-------- Records provided

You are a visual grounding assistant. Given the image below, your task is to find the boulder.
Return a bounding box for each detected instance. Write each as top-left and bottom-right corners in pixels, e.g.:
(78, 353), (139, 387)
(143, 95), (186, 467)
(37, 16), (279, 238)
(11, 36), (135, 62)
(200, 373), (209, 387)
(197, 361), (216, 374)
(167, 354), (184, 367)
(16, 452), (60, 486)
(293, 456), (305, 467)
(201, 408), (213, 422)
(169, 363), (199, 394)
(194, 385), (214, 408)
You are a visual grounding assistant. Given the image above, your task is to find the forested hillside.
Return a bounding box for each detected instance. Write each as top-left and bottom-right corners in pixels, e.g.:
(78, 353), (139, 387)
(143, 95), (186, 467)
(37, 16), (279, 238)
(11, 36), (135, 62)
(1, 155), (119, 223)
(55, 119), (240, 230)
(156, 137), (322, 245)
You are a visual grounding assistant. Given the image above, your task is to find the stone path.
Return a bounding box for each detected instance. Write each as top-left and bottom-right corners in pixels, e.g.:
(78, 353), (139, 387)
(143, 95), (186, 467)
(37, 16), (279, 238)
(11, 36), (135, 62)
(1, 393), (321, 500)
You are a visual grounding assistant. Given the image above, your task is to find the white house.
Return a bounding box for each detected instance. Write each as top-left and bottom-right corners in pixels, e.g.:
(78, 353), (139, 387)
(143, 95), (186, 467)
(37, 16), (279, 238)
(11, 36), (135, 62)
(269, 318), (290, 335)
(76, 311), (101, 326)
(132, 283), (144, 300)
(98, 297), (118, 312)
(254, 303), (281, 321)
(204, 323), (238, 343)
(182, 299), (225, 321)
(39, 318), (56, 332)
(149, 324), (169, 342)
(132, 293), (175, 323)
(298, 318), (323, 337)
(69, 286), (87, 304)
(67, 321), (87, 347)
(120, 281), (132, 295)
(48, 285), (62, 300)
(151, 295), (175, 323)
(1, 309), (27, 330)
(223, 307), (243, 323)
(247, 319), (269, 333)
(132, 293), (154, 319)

----------------

◆ Aim of the task:
Please reproduce every entry above word for word, changing nothing.

◆ Exercise result:
You are a visual grounding assistant. Given the image below, your task is to find the boulder.
Return a bounding box for each detected instance. Write each as top-left and bottom-right corners in pixels, e.g.:
(78, 353), (139, 387)
(143, 95), (186, 467)
(37, 16), (279, 238)
(11, 36), (135, 62)
(200, 373), (209, 387)
(197, 361), (216, 374)
(167, 354), (184, 367)
(16, 452), (60, 486)
(293, 456), (305, 467)
(201, 408), (213, 422)
(169, 363), (199, 394)
(194, 385), (214, 408)
You are a visual grounding assistant. Given the image above, your task is to find the forested hillside.
Return a bounding box for each detected instance. Write each as top-left and bottom-right corners in pixels, e.g.:
(78, 353), (139, 387)
(143, 95), (186, 467)
(37, 16), (279, 238)
(11, 36), (135, 62)
(1, 155), (119, 223)
(55, 119), (240, 230)
(156, 137), (322, 245)
You are a visual grounding assistant. Given the image above, your task is to find the stone path.
Return a bounding box for each detected instance. Write each as top-left and bottom-right corners in pixels, e.g.:
(78, 353), (139, 387)
(143, 95), (186, 467)
(37, 16), (279, 238)
(11, 36), (135, 62)
(1, 393), (321, 500)
You are a visual grounding assistant. Given the image above, your task is to find the white house.
Return a bounding box for each detected instance. Write each as top-left and bottom-right corners in pixels, e.g.:
(78, 353), (139, 387)
(143, 95), (186, 467)
(37, 16), (279, 238)
(11, 36), (135, 62)
(269, 318), (290, 335)
(76, 311), (101, 326)
(132, 283), (144, 300)
(98, 297), (118, 312)
(254, 303), (281, 321)
(204, 323), (238, 343)
(182, 299), (225, 321)
(39, 318), (56, 332)
(149, 324), (169, 342)
(132, 293), (175, 323)
(298, 318), (323, 337)
(69, 286), (87, 304)
(67, 321), (87, 347)
(120, 281), (132, 295)
(48, 285), (62, 300)
(151, 295), (175, 323)
(1, 309), (27, 330)
(223, 307), (243, 323)
(247, 319), (269, 333)
(132, 293), (154, 319)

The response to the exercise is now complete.